→ **Exercise materials**:
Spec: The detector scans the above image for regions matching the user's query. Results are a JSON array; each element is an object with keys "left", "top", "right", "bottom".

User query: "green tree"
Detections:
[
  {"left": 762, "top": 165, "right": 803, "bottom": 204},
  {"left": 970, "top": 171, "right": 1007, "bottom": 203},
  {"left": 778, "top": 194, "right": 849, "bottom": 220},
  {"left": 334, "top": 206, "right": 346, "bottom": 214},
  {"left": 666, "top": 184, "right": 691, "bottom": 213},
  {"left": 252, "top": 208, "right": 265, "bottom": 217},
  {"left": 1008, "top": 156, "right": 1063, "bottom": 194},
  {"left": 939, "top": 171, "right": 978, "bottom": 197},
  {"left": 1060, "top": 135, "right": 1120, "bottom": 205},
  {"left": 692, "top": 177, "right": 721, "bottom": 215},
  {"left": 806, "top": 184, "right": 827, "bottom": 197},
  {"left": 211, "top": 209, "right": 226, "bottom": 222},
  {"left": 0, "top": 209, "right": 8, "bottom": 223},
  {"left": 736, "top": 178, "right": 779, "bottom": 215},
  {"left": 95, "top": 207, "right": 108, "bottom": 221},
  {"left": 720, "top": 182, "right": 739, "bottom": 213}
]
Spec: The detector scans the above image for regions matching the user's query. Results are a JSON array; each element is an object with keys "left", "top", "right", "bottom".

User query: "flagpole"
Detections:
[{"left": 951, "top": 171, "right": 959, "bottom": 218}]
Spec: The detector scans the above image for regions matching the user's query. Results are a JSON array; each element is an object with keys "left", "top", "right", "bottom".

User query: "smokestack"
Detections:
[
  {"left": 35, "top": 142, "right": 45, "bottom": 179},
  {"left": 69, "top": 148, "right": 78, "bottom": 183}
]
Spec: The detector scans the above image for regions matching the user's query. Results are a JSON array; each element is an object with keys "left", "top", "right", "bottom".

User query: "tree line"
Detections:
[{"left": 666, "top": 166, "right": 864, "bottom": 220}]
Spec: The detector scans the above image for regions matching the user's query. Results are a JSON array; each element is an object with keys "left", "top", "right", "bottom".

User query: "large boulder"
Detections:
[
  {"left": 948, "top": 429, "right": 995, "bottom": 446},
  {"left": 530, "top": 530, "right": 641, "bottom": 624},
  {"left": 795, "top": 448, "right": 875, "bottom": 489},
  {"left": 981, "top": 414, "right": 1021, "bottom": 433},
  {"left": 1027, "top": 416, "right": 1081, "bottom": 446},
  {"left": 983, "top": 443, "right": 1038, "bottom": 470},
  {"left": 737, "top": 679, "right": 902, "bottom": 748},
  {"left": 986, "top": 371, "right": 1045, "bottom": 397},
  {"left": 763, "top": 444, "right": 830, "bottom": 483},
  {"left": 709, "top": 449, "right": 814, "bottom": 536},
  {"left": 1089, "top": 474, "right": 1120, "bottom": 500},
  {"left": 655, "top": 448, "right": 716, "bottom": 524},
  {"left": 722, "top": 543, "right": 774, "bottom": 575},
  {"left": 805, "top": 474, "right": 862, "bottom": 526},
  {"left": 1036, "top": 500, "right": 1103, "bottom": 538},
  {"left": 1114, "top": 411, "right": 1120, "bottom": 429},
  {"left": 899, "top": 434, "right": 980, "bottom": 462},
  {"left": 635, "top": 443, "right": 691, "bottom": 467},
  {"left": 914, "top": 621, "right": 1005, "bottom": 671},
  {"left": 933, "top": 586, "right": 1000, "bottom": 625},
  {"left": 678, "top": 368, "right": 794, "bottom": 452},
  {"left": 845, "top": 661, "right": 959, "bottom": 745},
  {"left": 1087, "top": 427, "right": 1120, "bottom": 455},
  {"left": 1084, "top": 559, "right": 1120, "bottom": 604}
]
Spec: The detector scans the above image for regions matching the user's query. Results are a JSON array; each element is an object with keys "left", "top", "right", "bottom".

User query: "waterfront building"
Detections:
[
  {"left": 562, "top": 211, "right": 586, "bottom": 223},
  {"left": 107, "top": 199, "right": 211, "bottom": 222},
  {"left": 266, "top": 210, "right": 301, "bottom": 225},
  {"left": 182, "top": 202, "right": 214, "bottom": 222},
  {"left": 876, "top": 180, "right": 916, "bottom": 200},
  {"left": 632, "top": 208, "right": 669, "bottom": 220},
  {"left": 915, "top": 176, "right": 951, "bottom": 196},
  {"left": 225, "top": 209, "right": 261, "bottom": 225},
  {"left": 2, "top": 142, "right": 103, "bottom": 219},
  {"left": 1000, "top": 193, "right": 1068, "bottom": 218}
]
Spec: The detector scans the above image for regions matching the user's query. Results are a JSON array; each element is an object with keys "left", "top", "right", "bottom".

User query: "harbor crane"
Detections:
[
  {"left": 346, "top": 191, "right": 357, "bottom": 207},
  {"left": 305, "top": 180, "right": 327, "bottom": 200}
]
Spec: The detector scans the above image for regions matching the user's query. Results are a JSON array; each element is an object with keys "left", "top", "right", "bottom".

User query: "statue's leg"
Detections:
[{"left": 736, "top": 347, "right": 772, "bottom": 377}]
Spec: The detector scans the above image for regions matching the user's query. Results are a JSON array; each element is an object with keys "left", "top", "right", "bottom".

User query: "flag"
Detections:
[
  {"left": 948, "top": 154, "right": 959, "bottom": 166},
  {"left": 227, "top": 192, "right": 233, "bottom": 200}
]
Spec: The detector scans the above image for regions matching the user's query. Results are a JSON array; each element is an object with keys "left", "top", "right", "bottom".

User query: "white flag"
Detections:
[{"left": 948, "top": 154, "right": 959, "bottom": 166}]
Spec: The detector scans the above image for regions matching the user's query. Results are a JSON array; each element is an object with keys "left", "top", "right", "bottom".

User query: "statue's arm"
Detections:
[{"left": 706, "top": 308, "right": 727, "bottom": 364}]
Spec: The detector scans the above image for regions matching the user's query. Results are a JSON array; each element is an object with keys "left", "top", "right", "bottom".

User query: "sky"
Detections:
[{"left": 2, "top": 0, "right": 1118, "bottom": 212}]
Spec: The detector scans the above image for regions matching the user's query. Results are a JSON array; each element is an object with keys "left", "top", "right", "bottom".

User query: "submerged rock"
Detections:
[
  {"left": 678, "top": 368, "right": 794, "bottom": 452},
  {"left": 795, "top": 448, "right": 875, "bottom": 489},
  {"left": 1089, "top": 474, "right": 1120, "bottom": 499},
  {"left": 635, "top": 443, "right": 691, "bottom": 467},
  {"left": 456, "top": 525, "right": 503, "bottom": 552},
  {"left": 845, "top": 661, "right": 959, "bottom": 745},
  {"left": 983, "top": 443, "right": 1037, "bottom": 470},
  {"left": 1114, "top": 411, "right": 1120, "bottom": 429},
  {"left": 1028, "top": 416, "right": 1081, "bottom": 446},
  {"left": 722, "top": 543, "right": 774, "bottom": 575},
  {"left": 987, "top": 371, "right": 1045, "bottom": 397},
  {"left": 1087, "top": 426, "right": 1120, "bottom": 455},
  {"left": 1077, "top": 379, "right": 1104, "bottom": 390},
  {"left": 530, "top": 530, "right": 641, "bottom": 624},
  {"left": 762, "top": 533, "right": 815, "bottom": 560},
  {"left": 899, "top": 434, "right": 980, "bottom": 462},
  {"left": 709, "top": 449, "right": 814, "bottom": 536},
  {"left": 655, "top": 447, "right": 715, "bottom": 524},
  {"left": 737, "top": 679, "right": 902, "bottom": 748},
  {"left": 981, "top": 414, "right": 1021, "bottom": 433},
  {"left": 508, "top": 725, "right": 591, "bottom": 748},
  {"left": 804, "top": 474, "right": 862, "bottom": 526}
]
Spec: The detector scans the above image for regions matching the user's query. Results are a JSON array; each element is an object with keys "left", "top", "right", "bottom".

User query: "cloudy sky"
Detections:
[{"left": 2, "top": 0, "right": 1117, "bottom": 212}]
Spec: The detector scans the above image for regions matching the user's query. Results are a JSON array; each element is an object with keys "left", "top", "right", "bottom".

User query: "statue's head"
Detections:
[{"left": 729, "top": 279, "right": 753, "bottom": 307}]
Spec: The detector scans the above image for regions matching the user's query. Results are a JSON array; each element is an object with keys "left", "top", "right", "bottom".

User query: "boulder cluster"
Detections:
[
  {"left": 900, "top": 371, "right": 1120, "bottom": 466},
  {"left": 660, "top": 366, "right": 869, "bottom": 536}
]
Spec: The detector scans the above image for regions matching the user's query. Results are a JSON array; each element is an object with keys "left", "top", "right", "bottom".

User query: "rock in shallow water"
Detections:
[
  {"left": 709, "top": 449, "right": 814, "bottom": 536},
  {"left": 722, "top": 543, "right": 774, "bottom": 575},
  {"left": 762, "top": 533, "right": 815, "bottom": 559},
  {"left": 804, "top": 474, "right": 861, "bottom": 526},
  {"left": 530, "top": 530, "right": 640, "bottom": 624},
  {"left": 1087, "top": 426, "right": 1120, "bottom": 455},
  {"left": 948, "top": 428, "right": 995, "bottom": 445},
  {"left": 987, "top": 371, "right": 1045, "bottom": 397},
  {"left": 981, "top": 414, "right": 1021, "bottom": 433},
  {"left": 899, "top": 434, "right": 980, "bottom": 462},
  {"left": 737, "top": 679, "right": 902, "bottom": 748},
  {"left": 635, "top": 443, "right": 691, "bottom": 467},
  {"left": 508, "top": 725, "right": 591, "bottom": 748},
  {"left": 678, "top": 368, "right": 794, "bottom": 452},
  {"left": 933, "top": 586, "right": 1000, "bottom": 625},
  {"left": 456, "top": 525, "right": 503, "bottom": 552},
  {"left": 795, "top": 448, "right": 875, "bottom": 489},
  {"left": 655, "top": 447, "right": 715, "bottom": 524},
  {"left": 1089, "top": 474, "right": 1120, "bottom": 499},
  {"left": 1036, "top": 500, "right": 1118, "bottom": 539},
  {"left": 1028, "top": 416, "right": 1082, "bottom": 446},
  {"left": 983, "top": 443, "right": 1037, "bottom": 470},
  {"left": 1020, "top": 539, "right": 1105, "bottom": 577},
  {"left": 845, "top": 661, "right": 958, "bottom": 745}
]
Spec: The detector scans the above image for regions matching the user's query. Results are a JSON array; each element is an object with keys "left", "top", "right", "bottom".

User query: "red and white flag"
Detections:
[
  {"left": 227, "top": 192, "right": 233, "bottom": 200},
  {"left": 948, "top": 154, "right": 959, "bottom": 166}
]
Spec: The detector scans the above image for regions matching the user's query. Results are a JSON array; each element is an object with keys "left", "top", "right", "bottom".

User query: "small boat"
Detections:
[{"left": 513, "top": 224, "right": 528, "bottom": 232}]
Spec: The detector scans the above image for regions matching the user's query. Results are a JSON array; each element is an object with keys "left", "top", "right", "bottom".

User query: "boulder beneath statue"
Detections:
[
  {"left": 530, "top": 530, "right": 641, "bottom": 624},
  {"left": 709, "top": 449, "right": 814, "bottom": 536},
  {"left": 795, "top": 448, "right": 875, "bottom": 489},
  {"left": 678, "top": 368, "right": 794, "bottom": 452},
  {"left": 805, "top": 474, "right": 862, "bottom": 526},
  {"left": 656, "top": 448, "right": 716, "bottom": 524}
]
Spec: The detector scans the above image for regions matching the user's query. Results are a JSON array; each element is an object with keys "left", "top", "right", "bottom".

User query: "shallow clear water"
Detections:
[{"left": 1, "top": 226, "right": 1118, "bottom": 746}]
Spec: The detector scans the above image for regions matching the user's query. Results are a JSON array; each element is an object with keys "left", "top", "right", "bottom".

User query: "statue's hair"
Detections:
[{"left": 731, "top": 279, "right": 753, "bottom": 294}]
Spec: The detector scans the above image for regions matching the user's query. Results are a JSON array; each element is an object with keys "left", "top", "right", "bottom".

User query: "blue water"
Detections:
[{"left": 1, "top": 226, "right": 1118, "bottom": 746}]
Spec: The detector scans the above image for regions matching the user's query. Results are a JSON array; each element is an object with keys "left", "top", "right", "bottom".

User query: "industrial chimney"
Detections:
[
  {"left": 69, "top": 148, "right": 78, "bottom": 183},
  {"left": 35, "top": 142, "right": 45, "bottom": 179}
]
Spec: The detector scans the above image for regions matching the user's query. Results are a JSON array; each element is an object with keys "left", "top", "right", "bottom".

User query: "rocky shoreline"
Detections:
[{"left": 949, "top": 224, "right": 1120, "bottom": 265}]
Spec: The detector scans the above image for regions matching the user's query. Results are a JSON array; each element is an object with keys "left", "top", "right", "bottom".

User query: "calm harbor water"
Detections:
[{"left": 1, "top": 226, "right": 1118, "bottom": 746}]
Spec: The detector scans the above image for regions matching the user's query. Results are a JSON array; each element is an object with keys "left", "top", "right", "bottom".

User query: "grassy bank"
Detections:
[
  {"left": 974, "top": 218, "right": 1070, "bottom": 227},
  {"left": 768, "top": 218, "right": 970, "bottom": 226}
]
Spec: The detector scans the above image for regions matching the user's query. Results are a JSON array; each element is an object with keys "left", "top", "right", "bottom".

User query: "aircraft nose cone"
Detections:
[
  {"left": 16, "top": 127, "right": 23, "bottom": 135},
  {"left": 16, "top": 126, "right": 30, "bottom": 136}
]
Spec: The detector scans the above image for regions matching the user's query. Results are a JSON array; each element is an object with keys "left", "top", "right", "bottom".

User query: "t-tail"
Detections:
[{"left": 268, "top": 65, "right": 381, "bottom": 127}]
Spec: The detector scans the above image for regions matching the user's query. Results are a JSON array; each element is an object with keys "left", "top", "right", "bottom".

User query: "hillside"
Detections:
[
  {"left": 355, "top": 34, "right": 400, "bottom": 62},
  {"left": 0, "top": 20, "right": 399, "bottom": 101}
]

→ **Task item**:
Establish how many lines of the material above hold the word "white". Nothing but the count should be returned.

→ **Solution**:
2